Exercise directions:
Report each line of the items below that contains the word "window", treating uppercase and lowercase as different.
** START OF Materials provided **
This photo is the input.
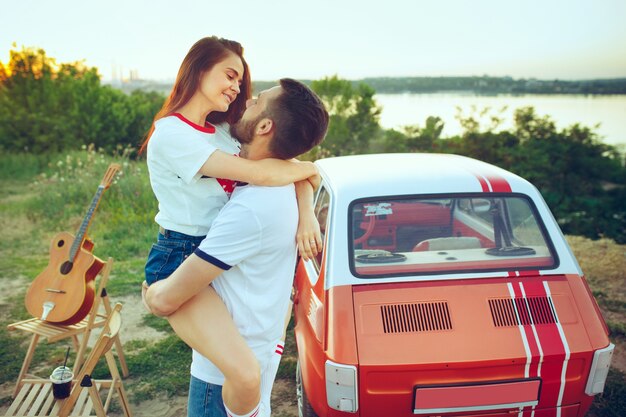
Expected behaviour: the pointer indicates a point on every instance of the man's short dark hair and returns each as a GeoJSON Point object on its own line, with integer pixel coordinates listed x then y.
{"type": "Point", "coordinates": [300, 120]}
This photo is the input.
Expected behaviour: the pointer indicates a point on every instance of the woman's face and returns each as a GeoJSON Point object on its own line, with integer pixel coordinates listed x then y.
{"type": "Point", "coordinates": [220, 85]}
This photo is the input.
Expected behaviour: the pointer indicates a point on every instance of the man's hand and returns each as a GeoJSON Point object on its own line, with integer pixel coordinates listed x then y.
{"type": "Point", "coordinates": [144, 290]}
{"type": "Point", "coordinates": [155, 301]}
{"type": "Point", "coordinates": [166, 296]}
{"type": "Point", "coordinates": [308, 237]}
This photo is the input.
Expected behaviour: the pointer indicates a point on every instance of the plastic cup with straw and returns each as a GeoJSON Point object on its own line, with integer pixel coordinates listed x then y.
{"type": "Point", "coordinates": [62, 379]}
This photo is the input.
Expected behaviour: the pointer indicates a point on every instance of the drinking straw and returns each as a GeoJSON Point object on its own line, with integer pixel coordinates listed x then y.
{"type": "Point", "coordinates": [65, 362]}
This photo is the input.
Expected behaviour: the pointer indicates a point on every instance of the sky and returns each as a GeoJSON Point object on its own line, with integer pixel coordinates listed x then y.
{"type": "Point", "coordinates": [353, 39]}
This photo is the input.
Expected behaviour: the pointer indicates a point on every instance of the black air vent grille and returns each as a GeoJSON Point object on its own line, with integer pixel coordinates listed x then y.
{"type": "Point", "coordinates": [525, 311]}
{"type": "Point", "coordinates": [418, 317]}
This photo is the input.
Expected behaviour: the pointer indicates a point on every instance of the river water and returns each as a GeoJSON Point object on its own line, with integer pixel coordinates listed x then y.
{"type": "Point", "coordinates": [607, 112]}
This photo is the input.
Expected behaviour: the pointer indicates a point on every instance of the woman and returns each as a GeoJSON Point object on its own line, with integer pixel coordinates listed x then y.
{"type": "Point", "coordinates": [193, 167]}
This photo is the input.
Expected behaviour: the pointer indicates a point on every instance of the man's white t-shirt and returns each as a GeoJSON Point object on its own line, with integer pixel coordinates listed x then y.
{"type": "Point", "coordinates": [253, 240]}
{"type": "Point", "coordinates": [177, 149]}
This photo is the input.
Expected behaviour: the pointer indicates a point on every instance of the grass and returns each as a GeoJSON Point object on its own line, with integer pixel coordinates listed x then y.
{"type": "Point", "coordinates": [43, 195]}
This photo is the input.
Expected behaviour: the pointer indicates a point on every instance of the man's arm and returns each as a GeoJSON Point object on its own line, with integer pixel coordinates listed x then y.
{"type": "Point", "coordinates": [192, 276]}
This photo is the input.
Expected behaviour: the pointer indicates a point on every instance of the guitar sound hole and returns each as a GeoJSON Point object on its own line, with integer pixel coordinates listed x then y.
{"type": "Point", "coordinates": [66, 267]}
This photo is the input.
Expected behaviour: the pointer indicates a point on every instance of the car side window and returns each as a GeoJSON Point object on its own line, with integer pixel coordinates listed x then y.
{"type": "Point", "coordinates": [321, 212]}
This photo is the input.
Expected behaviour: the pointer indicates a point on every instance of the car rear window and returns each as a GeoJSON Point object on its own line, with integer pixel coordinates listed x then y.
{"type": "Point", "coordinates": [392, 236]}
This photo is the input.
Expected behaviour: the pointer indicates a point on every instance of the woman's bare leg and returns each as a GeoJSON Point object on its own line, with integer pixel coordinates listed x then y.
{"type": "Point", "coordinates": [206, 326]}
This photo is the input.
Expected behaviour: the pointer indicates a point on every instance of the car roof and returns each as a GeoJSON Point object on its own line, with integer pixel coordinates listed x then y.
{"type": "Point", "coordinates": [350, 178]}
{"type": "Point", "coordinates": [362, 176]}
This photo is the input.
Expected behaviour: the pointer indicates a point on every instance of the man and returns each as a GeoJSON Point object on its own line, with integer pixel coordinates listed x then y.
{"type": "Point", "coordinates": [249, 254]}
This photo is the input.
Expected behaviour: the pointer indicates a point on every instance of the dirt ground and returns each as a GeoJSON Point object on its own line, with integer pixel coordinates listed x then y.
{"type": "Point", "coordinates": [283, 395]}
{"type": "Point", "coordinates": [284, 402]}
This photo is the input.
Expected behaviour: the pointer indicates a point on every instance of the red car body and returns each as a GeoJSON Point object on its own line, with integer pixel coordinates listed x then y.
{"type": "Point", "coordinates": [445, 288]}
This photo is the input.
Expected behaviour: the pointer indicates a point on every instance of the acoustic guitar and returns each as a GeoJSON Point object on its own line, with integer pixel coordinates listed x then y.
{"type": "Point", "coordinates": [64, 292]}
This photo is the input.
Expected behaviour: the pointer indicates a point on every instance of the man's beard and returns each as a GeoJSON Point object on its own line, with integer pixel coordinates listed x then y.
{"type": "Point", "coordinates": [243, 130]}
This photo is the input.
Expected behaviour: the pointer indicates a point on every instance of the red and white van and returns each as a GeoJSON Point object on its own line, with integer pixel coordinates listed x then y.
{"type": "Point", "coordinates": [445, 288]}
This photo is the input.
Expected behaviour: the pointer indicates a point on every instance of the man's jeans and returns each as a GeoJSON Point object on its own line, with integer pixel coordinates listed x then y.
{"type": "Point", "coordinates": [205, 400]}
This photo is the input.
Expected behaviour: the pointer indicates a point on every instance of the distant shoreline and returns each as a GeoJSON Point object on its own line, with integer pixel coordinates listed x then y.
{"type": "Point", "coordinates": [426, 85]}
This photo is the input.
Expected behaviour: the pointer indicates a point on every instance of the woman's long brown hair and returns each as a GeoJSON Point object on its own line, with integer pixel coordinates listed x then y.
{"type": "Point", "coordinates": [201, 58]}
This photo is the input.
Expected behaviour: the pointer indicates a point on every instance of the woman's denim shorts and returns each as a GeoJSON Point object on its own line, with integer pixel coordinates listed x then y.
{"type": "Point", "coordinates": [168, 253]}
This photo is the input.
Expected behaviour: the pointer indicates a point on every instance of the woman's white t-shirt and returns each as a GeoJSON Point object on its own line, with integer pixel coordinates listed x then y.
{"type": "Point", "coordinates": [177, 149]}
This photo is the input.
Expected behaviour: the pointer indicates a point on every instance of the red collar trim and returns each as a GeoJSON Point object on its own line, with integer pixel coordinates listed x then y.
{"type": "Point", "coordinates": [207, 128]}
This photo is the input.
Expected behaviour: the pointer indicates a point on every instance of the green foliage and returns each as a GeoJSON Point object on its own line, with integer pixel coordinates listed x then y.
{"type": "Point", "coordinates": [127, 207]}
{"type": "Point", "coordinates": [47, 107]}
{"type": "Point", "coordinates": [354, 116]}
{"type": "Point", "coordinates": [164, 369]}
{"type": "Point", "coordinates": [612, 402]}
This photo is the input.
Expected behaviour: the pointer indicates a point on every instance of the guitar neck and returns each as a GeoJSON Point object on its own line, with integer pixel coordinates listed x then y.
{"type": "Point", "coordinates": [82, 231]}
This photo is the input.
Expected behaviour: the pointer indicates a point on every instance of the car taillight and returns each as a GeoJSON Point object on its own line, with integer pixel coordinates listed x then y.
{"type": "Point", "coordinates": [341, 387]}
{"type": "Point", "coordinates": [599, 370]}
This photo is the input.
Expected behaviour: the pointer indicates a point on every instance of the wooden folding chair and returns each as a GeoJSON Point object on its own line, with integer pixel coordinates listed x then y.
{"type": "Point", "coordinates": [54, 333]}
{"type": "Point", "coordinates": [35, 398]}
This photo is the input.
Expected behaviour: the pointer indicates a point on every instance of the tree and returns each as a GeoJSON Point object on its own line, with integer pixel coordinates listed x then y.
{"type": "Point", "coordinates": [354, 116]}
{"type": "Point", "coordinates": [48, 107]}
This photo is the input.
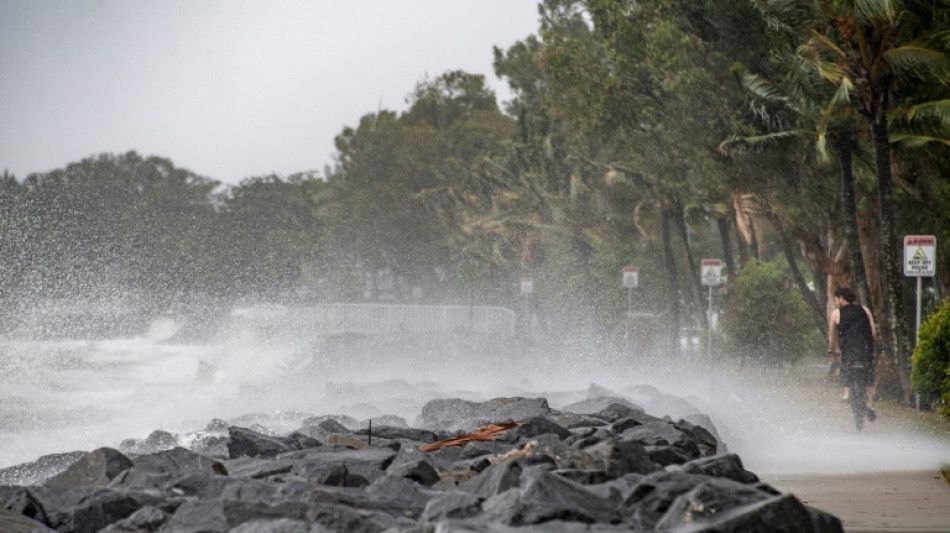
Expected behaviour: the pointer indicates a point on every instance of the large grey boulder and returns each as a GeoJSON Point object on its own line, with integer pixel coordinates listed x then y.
** END OF Materials provided **
Answer to the exercise:
Expected behaviour: the pointer indicates a point on every instance of the car side window and returns each as a GeoJSON Point object on its own line, with integer pixel coordinates listed x then y.
Expected behaviour: the pointer indicates a point on every instance of the car rear window and returns each as a GeoJSON Point object on its own line, with integer pixel coordinates listed x then y.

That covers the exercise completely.